■ **Zu prüfender Text**:
======
Wie wir Marketing verstehen
Die nachfolgenden Ausführungen mögen an manchen Stellen vielleicht etwas nach Theorie klingen oder gar an ein Lehrbuch erinnen. Sie sollen jedoch deutlich machen, mit welcher Systematik bei DMD gearbeitet wird und was konkret gemeint ist, wenn von professionellem Marketing die Rede ist. Lassen Sie sich also bitte nicht abschrecken, sondern folgen Sie uns auf eine kleine Reise.
Entwicklung des Marketing
Halten wir einmal einen Moment inne und werfen wir einen Blick zurück. Zurück auf die Ursprünge, zurück um besser zu verstehen was modernes Marketing ausmacht und weshalb es auch in der Zukunft der maßgebliche Denkansatz und Handlungsrahmen für eine erfolgreiche Marktbearbeitung sein wird.
Nach dem Entstehen arbeitsteiliger Gesellschaftsstrukturen hat der Mensch bereits in der Frühzeit versucht die von ihm im Tauschhandel oder später auf dem Markt angebotenen ‚Produkte‘ besonders hervorzuheben um ihren ‚Verkauf‘ zu erleichtern. (Siehe hierzu auch eine interessante Zeitschiene, die im Marketing Museum abgebildet ist.)
Die Idee des Marketing selbst entstand im letzten Drittel des 18. Jahrhunderts und wie nicht anders zu erwarten in den USA. Nachdem sich die Werbung als Möglichkeit der Hervorhebung von Produkten und Leistungen längst etabliert hatte begann man sich Gedanken darüber zu machen, wie der Absatzprozess systematisiert und verbessert werden konnte. Die ersten Schritte zum modernen Marketing waren entstanden.
======
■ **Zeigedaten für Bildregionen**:
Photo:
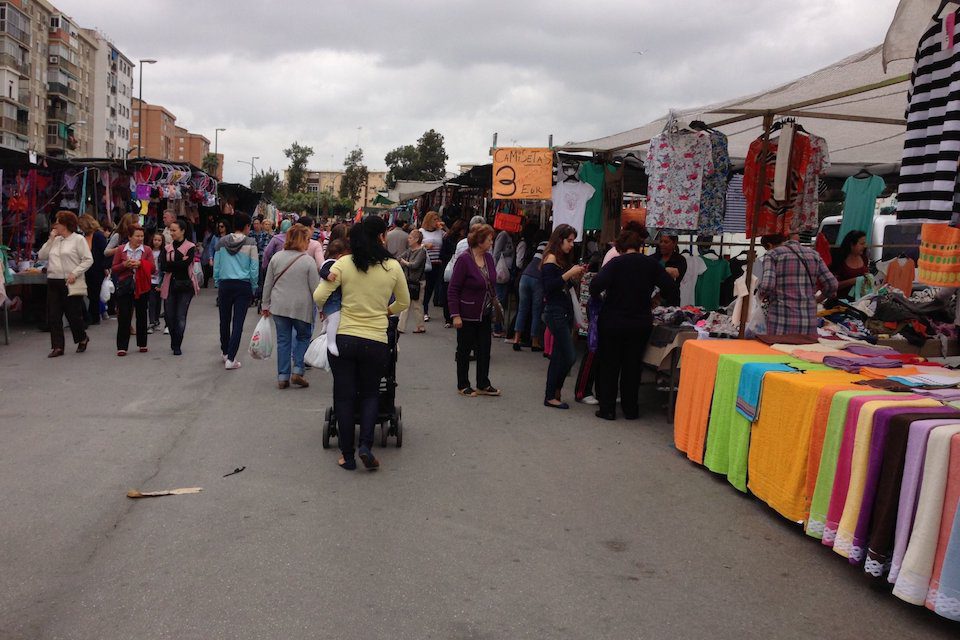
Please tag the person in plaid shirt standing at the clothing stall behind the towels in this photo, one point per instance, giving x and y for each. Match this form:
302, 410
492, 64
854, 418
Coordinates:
792, 276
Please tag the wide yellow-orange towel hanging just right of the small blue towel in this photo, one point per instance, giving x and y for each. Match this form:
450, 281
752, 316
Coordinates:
780, 440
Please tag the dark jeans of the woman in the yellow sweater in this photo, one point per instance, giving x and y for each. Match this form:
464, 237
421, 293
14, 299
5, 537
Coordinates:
356, 381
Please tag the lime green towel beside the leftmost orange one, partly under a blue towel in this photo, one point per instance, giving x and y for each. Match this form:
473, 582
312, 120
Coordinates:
728, 432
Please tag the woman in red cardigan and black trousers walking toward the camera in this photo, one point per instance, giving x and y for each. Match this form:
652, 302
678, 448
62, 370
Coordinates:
133, 264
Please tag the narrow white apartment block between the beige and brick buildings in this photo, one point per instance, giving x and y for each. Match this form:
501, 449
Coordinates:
111, 111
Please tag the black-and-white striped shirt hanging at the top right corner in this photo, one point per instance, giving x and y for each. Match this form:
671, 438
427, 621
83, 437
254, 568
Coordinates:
931, 149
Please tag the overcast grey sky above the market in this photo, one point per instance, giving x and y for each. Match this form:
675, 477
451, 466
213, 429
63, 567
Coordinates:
329, 73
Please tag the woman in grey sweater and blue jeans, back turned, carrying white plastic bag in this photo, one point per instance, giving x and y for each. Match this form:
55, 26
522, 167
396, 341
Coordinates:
288, 287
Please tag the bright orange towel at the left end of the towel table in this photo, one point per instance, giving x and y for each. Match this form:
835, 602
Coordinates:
698, 372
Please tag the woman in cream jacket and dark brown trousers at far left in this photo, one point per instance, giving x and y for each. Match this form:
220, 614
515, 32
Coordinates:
68, 258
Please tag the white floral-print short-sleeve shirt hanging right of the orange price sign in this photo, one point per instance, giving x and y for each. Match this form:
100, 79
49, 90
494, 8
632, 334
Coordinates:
675, 165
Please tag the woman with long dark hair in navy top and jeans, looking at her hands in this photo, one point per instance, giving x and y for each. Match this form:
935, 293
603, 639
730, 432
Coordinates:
558, 274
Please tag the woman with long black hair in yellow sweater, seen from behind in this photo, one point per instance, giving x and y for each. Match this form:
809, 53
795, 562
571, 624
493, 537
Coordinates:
366, 278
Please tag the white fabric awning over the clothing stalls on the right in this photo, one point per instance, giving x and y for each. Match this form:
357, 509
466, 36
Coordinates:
853, 143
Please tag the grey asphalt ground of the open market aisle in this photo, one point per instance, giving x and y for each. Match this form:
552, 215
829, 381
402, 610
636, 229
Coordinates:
498, 518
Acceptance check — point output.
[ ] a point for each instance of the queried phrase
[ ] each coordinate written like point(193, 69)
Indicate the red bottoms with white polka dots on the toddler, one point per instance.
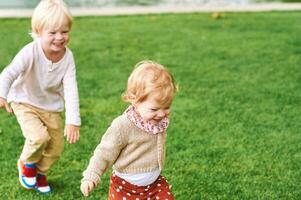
======
■ **Zu bearbeitende Aufgaben**:
**A.** Prüfen Sie, ob die folgenden Aussagen mit dem Text über Marketing übereinstimmen, und belegen Sie jede Antwort (Ja oder Nein) mit einem wörtlichen Zitat.
(i) Die Idee des Marketing entstand im letzten Drittel des 18. Jahrhunderts in den USA.
(ii) Die Werbung entwickelte sich erst, nachdem die Idee des Marketing entstanden war.
(iii) Schon in der Frühzeit versuchte der Mensch, seine angebotenen Produkte hervorzuheben.
**B.** Geben Sie aus dem Text über Marketing den Abschnitt wörtlich wieder, beginnend bei „Nach dem Entstehen“ und endend bei „Museum abgebildet ist.)“.

■ **Gegebene Lösungen**:
**A.**
(i) Ja: „Die Idee des Marketing selbst entstand im letzten Drittel des 18. Jahrhunderts und wie nicht anders zu erwarten in den USA.“
(ii) Nein: „Nachdem sich die Werbung als Möglichkeit der Hervorhebung von Produkten und Leistungen längst etabliert hatte begann man sich Gedanken darüber zu machen, wie der Absatzprozess systematisiert und verbessert werden konnte.“
(iii) Ja: „hat der Mensch bereits in der Frühzeit versucht die von ihm im Tauschhandel oder später auf dem Markt angebotenen ‚Produkte‘ besonders hervorzuheben“

**B.**
Nach dem Entstehen arbeitsteiliger Gesellschaftsstrukturen hat der Mensch bereits in der Frühzeit versucht die von ihm im Tauschhandel oder später auf dem Markt angebotenen ‚Produkte‘ besonders hervorzuheben um ihren ‚Verkauf‘ zu erleichtern. (Siehe hierzu auch eine interessante Zeitschiene, die im Marketing Museum abgebildet ist.)